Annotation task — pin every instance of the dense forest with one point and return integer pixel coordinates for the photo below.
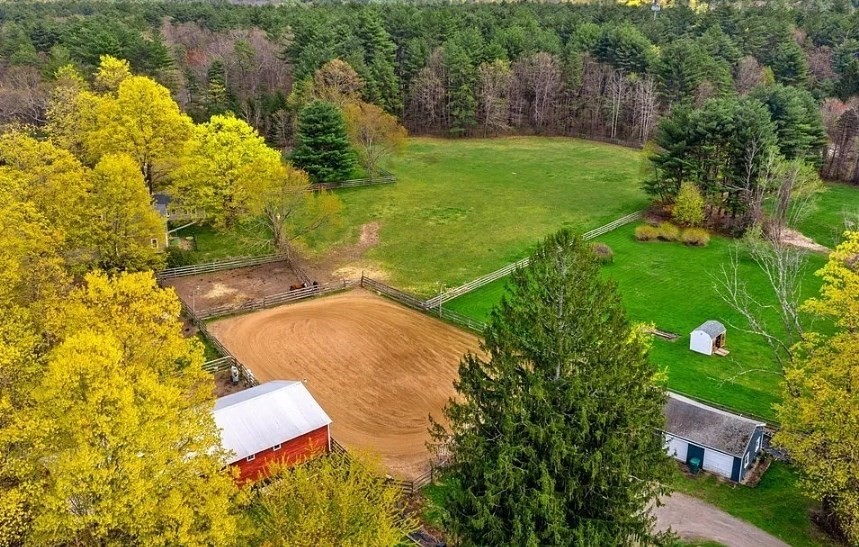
(597, 71)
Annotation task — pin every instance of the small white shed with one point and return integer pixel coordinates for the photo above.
(708, 339)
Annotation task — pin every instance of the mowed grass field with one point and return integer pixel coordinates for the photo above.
(837, 206)
(673, 286)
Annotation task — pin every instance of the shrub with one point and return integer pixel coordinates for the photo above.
(689, 206)
(646, 232)
(668, 232)
(603, 252)
(695, 236)
(178, 257)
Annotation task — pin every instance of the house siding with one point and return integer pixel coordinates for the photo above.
(751, 450)
(290, 452)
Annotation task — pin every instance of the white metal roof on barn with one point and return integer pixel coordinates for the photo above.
(260, 417)
(713, 328)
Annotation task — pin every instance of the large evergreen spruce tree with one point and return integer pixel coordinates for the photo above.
(555, 435)
(322, 147)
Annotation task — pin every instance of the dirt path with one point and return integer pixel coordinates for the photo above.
(693, 519)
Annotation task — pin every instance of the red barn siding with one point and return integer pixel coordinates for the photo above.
(291, 451)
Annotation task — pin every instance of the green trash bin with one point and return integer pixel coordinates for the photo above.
(694, 465)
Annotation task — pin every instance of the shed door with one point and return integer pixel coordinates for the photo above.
(676, 448)
(716, 462)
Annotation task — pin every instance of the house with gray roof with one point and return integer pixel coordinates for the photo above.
(723, 443)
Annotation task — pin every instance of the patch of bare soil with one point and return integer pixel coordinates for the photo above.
(377, 368)
(237, 286)
(797, 239)
(348, 262)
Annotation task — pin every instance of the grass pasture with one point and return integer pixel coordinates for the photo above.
(828, 215)
(463, 208)
(672, 286)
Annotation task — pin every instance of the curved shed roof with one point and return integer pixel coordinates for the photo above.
(713, 328)
(260, 417)
(708, 426)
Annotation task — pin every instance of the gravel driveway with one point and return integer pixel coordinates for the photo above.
(694, 519)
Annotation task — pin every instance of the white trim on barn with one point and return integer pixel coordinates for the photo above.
(266, 415)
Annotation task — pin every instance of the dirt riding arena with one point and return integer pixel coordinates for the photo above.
(377, 368)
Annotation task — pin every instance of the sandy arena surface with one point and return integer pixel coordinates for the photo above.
(377, 368)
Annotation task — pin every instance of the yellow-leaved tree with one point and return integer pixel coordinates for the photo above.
(117, 444)
(289, 210)
(128, 231)
(223, 159)
(111, 72)
(143, 121)
(55, 183)
(820, 409)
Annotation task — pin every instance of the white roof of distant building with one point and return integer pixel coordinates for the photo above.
(260, 417)
(713, 328)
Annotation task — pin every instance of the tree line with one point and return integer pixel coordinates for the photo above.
(599, 71)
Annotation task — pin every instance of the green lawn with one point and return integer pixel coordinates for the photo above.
(825, 221)
(776, 505)
(462, 208)
(672, 286)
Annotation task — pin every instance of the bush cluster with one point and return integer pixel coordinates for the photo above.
(666, 231)
(603, 252)
(697, 237)
(646, 232)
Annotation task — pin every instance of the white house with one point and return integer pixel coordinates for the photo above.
(708, 339)
(723, 443)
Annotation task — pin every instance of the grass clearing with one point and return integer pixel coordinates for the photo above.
(826, 218)
(672, 286)
(463, 208)
(776, 505)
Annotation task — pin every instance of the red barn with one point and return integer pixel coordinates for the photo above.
(273, 422)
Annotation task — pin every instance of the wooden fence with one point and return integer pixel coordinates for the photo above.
(385, 177)
(217, 365)
(273, 300)
(475, 284)
(395, 294)
(219, 265)
(227, 358)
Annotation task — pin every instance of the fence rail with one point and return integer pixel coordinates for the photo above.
(273, 300)
(395, 294)
(220, 265)
(386, 177)
(217, 365)
(510, 268)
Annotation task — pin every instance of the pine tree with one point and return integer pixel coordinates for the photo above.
(555, 437)
(322, 147)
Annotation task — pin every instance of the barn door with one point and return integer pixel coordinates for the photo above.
(694, 452)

▶ What is expected
Swap "integer pixel coordinates" for "whole-number pixel coordinates" throughout the records and write them out again with nothing else changed. Omit the pictures from your answer.

▶ Task solution
Annotation task — pin every instance of the dense forest with one point and return whole-number pixel coordinates for the photo below.
(597, 71)
Annotation task — pin every instance of the small white shed with one point and return whole-number pixel coordinates for the photo above.
(708, 339)
Annotation task — pin every instance of the mowed grass field with one point and return whole-number pixel coordinates for the photo above.
(837, 206)
(673, 286)
Annotation task — pin every instance of the shrub with one point and return whole-number pixel coordinates for the photo above.
(689, 206)
(646, 232)
(668, 232)
(603, 252)
(695, 236)
(178, 257)
Annotation task — pin every instance of the house siding with one point and return whole-number pixel coordinates for the photo above.
(751, 450)
(290, 452)
Annotation task — pin every instance of the white metal roof on barn with one point and return whole-number pixel coordinates for the photo above.
(260, 417)
(713, 328)
Annotation task — pin every instance of the large evergreen spruce tree with one point and return whole-number pixel coordinates for the photo above.
(555, 435)
(322, 147)
Annotation task — pin every instance of the dirt path with one point and return whole-number pixel coordinates for the photo above.
(693, 519)
Annotation task — pin every instance of the red barn siding with one point and return whole-number pixel coordinates for the photo above.
(291, 451)
Annotation task — pin every instance of the green trash bin with one point and return whole-number pixel coordinates for the photo above.
(694, 465)
Annotation task — pin every instance of the shed door with one point and return whole-number pixel coordinates for the photo above.
(676, 448)
(716, 462)
Annotation task — pin every instance of the house with gray roof with one point and return whole-number pixel coordinates for the photo above.
(723, 443)
Annotation task — pin every instance of the patch of bare soil with one point and return whole-number pixel coordinates for the photo above.
(377, 368)
(237, 286)
(797, 239)
(348, 262)
Annotation task — pin every instance of the grass pasture with one point and return whole-number pixel coordinates for the photo above.
(828, 215)
(463, 208)
(672, 286)
Annotation task — pin every instance of the curved shed roof with one point and return whole-number pixel coordinates for the photo above.
(713, 328)
(260, 417)
(708, 426)
Annotation task — pin every instance of the gravel driveway with one point and return whole-number pixel coordinates for the photo above.
(694, 519)
Annotation task — pin every instance of the white trim on barn with one point and return whole-number pixel coordinates for the photo above.
(266, 415)
Annotation task — pin every instance of the dirt riding arena with one point and return whole-number pixel coordinates for the photo above.
(377, 368)
Annotation task — pin every instance of the sandy arena surface with one point and return whole-number pixel coordinates for the photo above.
(377, 368)
Annotation task — pin every instance of the yellow-leaved tree with one point and return whole-number pixel coordinates for the photo above.
(117, 444)
(289, 210)
(128, 231)
(223, 159)
(111, 72)
(143, 121)
(55, 183)
(820, 409)
Annotation task — pin every instance of the white roof of distant building with one point and return whole-number pixel coordinates for the photo above.
(260, 417)
(713, 328)
Annotation task — pin every instance of the tree line with one point and return whole-number pixel coordinates for the photo above.
(599, 71)
Annotation task — pin every instance of the green lawn with one point and return whole-number pixel coordinates for the photo above.
(825, 221)
(776, 505)
(462, 208)
(672, 286)
Annotation task — pin every instance of the bush cluster with one point and return whole-number pixel coordinates for the photo above.
(666, 231)
(603, 252)
(697, 237)
(646, 232)
Annotation task — pin every instance of the white house with one point and return whole-number pixel coordinates for the photo above.
(708, 339)
(723, 443)
Annotation task — pin every instance of the grass clearing with one point and return whole-number pixel coordinates for the photo above.
(826, 218)
(672, 286)
(463, 208)
(776, 505)
Annotation task — pin every instance of the red barn with one point and return whole-number pixel coordinates for the photo above.
(273, 422)
Annotation task — pin every instance of the wooden fence with one point and return whole-number pixel coordinates for the photo above.
(385, 177)
(217, 365)
(273, 300)
(475, 284)
(395, 294)
(219, 265)
(227, 358)
Annotation task — pin every instance of the fence rail with one point and return whole-number pixel coordinates for the photo above.
(273, 300)
(395, 294)
(220, 265)
(386, 177)
(217, 365)
(510, 268)
Annotation task — pin every instance of the pine tree with one point and return whole-number pixel coordinates for the photo above.
(555, 437)
(322, 147)
Annotation task — pin every instance of the barn door with one point and return whole-number pixel coordinates for the photo above.
(694, 452)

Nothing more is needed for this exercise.